» **What is required**: Nothing except the pictures should be left out when you reproduce the listing exactly.

=== Begin Enclosure ===

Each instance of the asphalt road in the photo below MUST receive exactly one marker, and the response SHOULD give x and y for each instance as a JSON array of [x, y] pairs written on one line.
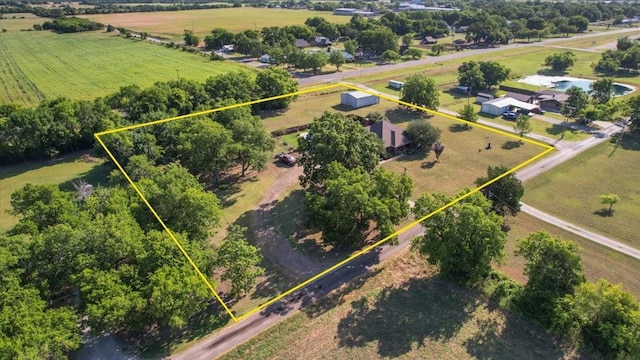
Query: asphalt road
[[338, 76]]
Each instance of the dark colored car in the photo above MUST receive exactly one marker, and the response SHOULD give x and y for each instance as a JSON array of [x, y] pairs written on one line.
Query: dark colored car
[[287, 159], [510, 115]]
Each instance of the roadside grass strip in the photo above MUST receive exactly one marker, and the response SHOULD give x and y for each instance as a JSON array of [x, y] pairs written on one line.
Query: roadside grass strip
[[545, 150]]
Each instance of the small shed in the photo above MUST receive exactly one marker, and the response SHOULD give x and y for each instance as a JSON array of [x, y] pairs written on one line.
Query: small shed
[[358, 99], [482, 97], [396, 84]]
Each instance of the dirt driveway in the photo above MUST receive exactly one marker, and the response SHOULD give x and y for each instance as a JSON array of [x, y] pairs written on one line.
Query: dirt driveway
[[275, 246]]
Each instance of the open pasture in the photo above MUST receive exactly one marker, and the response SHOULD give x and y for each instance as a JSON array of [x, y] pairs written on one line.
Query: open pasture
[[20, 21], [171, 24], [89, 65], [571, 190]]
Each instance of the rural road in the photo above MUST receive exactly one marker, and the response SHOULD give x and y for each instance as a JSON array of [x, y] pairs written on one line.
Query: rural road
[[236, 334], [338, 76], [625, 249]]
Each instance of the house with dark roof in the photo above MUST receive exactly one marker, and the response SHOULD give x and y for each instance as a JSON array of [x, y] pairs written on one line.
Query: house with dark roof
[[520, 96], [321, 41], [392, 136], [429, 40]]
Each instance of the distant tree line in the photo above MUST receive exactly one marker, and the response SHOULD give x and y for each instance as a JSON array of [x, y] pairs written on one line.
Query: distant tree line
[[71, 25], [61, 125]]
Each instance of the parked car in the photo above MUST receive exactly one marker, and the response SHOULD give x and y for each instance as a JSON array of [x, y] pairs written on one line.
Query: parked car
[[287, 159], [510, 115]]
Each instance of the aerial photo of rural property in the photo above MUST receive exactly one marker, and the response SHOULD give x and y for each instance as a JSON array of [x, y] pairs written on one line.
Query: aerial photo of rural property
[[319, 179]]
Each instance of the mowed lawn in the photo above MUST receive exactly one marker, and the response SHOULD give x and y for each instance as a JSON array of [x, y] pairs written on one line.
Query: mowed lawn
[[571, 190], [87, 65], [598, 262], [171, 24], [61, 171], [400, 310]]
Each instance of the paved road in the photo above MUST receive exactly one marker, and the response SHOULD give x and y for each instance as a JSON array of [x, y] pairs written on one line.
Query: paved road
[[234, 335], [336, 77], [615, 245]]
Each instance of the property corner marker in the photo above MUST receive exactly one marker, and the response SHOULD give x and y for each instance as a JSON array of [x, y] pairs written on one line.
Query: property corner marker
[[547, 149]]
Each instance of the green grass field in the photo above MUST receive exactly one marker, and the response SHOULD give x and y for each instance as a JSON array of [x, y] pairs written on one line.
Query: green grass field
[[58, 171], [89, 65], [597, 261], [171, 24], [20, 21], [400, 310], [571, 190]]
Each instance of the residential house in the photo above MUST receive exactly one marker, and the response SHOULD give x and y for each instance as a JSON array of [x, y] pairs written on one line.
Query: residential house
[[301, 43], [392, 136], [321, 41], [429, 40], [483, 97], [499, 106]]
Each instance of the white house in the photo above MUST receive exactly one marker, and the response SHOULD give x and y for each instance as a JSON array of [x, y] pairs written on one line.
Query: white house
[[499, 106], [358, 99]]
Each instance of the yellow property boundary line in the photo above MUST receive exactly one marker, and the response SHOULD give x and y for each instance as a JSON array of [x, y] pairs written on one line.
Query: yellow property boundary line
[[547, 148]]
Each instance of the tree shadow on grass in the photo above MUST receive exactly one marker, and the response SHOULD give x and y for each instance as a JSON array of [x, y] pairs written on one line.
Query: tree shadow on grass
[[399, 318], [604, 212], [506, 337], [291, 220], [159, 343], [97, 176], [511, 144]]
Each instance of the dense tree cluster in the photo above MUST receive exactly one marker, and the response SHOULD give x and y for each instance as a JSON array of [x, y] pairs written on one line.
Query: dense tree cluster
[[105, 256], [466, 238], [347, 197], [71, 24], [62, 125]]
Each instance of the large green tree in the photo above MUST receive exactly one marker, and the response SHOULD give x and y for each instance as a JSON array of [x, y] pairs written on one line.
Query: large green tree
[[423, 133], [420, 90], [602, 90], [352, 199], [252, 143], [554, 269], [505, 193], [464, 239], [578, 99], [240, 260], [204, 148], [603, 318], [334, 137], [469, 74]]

=== End Enclosure ===

» **Completed exercise**:
Each instance of the asphalt road in the photo below MUST receive exactly one marker, and the response SHOULD give x and y for each instance as a JSON array of [x, y] pairs written on one line.
Query: asphalt road
[[338, 76]]
Each instance of the dark colored car in the photo above MUST receive exactly one marker, and the response SHOULD give x and y for each instance as a JSON array of [x, y] pairs written on one line.
Query: dark colored car
[[287, 159], [510, 115]]
Each instance of the roadside grass strip in the photo above MUST receive exactly one marker, and the response SHOULD give x and y for each instance as a JSON array of [x, y] pairs written on one line.
Query: roadside grass strip
[[545, 150]]
Each instance of the small shed in the photo above MUST receive exactly one marker, and the response SHOULD give x and y for each instance as a JSON array of [x, y] pairs written on one line.
Query: small shed
[[358, 99], [482, 97], [396, 84]]
Each instance of the dirt driveway in the photo above MUST receive exactly one marker, and the response SHOULD give x and y for each instance as a JSON array of [x, y] pairs written on one line.
Query: dirt driveway
[[275, 246]]
Each instance of the open pasture in the photo above MUST receive exactly one marker, and the response SHOULD give x and y for each instance as a JSON array of [x, y] pairs written on one line.
Query: open pasture
[[20, 21], [171, 24], [89, 65], [571, 190]]
Each instance of the rural road in the photo above MUST receive exactly one marker, and the response SHOULD give x and y for each instance as a JSON array of [x, y] pairs written on one line.
Query: rural road
[[236, 334], [338, 76], [625, 249]]
Each instance of the house with dark roof in the photo above MUST receive exactly one marker, and the response SHOULD give x and y for each instance as a JSON array of [x, y] pairs written on one line.
Query: house with dark roof
[[520, 96], [321, 41], [392, 136], [429, 40]]
Each instance of the distant tree line in the photo above MUST receive exactly one marker, and the response SHOULD give x and y for each instance as a JSON array of [x, y] pairs written on one line.
Query: distant tree line
[[71, 25], [61, 125]]
Each instance of the parked car in the photo above MUST receive exactly one marker, and the response SHOULD give x and y for each instance as a JSON array of [x, y] pairs written on one line.
Query: parked car
[[287, 159], [510, 115]]
Each instance of the aerial photo of rural property in the photo above MUST receive exactly one marker, and the response SHOULD give x and y for each instance as a JSON array of [x, y] pairs written on one line.
Query: aerial photo of rural property
[[319, 179]]
Each instance of the mowed lawn in the photo above MUST receive exactly one marker, and the response SHOULD give x and y for each instance as a JSON array of [x, y] pairs written on one line.
Query: mowed lawn
[[571, 190], [87, 65], [598, 262], [171, 24], [61, 171], [400, 310]]
Each instance of the paved road in the photo above MUST receive exactly one marker, and the response SHOULD give x and y for each instance as a JSON array of [x, y] pairs written on one line.
Query: paved road
[[234, 335], [336, 77], [615, 245]]
Each instance of the property corner marker in the photo above MUST receive exactly one marker, and the response SHOULD give x and y for each instance as a JSON array of [x, y] pairs written on one line.
Query: property corner marker
[[547, 149]]
Each instance of the green grass field in the photo above MUST receive exactly one marker, and the response SHOULD give x and y for each instance as a JSON array of [x, y] pairs written on one line.
Query: green grass field
[[58, 171], [89, 65], [597, 261], [171, 24], [20, 21], [400, 310], [571, 190]]
Each instance of the residential house in the photo above MUST receive exactly one marker, and the response SHOULD give x and y for each instance as a JSON array of [x, y] pairs written on one line.
Query: residential house
[[301, 43], [392, 136], [321, 41], [429, 40], [483, 97], [499, 106]]
Each instance of the white house in the photo above MUST receive exactly one marker, and the response SHOULD give x and y for each instance as a JSON array of [x, y] pairs written on one line.
Query: white house
[[499, 106], [358, 99]]
Each instance of the yellow property boundary line in the photo above MUST receive exactly one marker, and the response SHOULD give x and y for each instance as a JSON array of [x, y] pairs written on one line.
Query: yellow property boundary line
[[547, 148]]
Each instance of the tree shadow on grass in the photo above MUST receive exactly one marker, and the response SHOULD give x and y for each instance as a JSON array of [x, y] pairs written on one line.
Query: tree shadow on grass
[[399, 318], [604, 212], [506, 337], [291, 220], [159, 343], [97, 176], [511, 144]]
Each instance of the dense tree cluster in the photo above MUST receive exactly one marker, and the response SHOULD give x and y for each instance as a JSON array of [x, y] pairs written on one line.
Query: dense tree cluster
[[105, 256], [466, 238], [347, 197], [71, 24], [62, 125]]
Each instance of the large green tree in the photo above MUST receive exactly one marker, and the response SHOULD give x and y for each instance as a JSON array of [x, y] pairs written on one line.
Query: large green tree
[[423, 133], [420, 90], [602, 90], [352, 199], [252, 143], [554, 269], [505, 193], [464, 239], [578, 99], [240, 260], [204, 148], [603, 318], [334, 137], [469, 74]]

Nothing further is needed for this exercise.